- _WORK INSTRUCTIONS_
Rewrite each of the entries below, changing "retail photo" to "store image" everywhere it occurs and leaving the rest untouched.
-----
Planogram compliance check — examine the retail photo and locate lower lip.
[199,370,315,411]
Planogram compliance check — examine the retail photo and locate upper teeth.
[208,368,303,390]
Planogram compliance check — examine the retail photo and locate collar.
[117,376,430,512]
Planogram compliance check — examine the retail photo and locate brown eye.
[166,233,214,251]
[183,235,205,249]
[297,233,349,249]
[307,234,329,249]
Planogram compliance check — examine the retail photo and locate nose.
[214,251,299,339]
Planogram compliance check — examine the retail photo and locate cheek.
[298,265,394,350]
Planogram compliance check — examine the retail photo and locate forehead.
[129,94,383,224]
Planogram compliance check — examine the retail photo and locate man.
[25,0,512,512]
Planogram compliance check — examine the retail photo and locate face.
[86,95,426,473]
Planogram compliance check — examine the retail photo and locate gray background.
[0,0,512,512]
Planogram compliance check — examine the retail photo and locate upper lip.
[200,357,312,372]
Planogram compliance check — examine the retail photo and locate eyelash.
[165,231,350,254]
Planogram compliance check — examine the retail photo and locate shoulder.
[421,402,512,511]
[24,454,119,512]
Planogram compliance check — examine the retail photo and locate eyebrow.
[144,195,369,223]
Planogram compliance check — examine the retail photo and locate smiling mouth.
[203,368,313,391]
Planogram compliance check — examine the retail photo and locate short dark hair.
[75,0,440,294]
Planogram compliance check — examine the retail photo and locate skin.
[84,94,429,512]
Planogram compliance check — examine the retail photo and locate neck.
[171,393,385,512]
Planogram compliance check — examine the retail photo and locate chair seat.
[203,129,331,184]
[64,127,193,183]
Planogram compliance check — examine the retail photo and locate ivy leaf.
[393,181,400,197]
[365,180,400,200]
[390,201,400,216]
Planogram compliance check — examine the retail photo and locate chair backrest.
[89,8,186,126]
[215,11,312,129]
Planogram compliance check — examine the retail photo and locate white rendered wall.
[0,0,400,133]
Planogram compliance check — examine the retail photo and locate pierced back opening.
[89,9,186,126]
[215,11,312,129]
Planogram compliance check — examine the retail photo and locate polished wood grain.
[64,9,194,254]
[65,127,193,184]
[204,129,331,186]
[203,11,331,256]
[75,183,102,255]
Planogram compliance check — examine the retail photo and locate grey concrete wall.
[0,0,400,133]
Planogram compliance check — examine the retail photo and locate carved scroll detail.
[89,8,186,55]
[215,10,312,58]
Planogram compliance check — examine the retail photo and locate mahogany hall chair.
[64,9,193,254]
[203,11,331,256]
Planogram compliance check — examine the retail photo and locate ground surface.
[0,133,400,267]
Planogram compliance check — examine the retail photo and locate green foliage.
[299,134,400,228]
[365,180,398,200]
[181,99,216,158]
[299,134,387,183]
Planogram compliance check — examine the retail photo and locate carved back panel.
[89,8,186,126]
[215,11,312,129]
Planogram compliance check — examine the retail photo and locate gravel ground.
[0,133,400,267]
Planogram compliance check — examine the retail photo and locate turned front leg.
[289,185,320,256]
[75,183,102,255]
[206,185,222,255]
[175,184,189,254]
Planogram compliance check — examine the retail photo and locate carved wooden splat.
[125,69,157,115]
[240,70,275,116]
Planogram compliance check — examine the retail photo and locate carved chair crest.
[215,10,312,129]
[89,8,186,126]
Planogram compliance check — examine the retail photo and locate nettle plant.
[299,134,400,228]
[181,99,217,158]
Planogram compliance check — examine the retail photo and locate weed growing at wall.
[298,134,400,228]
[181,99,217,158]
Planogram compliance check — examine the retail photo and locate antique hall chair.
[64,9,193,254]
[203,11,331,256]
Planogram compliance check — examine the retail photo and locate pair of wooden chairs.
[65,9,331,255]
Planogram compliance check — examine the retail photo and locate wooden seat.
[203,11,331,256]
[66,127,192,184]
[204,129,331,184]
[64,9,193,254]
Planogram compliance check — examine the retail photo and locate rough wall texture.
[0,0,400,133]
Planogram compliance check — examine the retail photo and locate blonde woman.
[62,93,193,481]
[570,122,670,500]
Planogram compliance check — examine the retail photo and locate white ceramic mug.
-----
- _TASK RESULT_
Planogram compliance check — examine the store image and locate lower lip.
[199,370,315,411]
Planogram compliance check — examine the store image and locate upper teeth.
[208,368,303,390]
Planogram compliance check — examine the store image and locate collar.
[117,376,430,512]
Planogram compliance check — examine the store image and locate brown eye.
[166,233,214,251]
[183,235,205,249]
[297,233,349,249]
[307,234,329,249]
Planogram compliance check — examine the store image and locate nose.
[214,251,299,339]
Planogram compliance check — examine the store image and locate cheek.
[298,265,394,350]
Planogram compliance check — examine the store image and locate forehead.
[129,94,383,224]
Planogram compliance check — examine the store image and locate man.
[25,0,512,512]
Planogram compliance check — examine the store image and locate face.
[86,95,426,473]
Planogram compliance check — examine the store image and locate gray background.
[0,0,512,512]
Planogram compliance check — examine the store image and locate upper lip.
[200,357,312,372]
Planogram compliance check — examine the store image and locate eyelash.
[165,231,350,254]
Planogram compliance check — examine the store image and locate shoulder.
[421,402,512,511]
[24,454,119,512]
Planogram compliance check — examine the store image and locate eyebrow.
[144,195,369,223]
Planogram compliance check — examine the store image and locate smiling mouth.
[203,368,313,391]
Planogram compliance check — examine the store image and locate short dark hair.
[75,0,440,294]
Planogram compliance check — examine the store image and locate skin.
[84,94,429,512]
Planogram compliance check — examine the store image and locate neck.
[171,393,385,512]
Planogram compliance check — examine the store image and locate chair seat.
[203,129,331,184]
[64,127,193,183]
Planogram compliance check — examine the store image and locate ivy leaf.
[393,181,400,197]
[365,180,400,200]
[390,201,400,216]
Planogram compliance check — examine the store image and locate chair backrest.
[89,8,186,126]
[215,11,312,129]
Planogram compliance check — examine the store image and locate white rendered wall.
[0,0,400,133]
Planogram compliance check — examine the store image and locate pierced back opening.
[89,9,186,126]
[215,11,312,129]
Planogram compliance check — examine the store image and locate polished wood grain.
[64,9,194,254]
[65,127,193,184]
[204,129,331,186]
[203,11,331,256]
[75,183,102,255]
Planogram compliance check — examine the store image and locate grey concrete wall.
[0,0,400,133]
Planogram compliance check — examine the store image and locate carved scroll detail.
[89,8,186,55]
[215,10,312,58]
Planogram compliance check — examine the store image and locate mahogany hall chair.
[64,9,193,254]
[203,11,331,256]
Planogram compliance check — examine the store image and locate ground surface.
[0,133,400,267]
Planogram compliance check — examine the store image and locate green foliage.
[299,134,400,228]
[365,180,398,200]
[181,99,216,158]
[299,134,387,183]
Planogram compliance check — examine the store image and locate carved back panel.
[89,8,186,126]
[215,11,312,129]
Planogram compliance check — examine the store image and locate gravel ground.
[0,133,400,267]
Planogram compliance check — examine the store image and locate turned front leg.
[289,185,320,256]
[75,183,102,255]
[206,185,222,255]
[175,184,189,254]
Planogram compliance check — examine the store image and locate carved wooden splat.
[125,69,157,115]
[240,70,275,116]
Planogram compliance check — examine the store image and locate carved chair crest.
[215,10,312,129]
[89,8,186,126]
Planogram compliance check — examine the store image and locate nettle plant.
[299,134,400,228]
[181,99,217,158]
Planogram compliance check — examine the store image and locate weed growing at wall.
[298,134,400,228]
[181,99,217,158]
Planogram compliance check — examine the store image and locate antique hall chair.
[64,9,193,254]
[203,11,331,256]
Planogram compliance check — examine the store image and locate pair of wooden chairs.
[65,9,331,255]
Planogram compliance check — examine the store image and locate wooden seat.
[203,11,331,256]
[66,127,192,184]
[204,129,331,184]
[64,9,193,254]
Planogram compliance check — examine the store image and locate rough wall texture.
[0,0,400,133]
Planogram compliance check — examine the store image and locate blonde woman.
[62,93,193,481]
[570,122,670,500]
Planogram compliance check — examine the store image and locate white ceramic mug.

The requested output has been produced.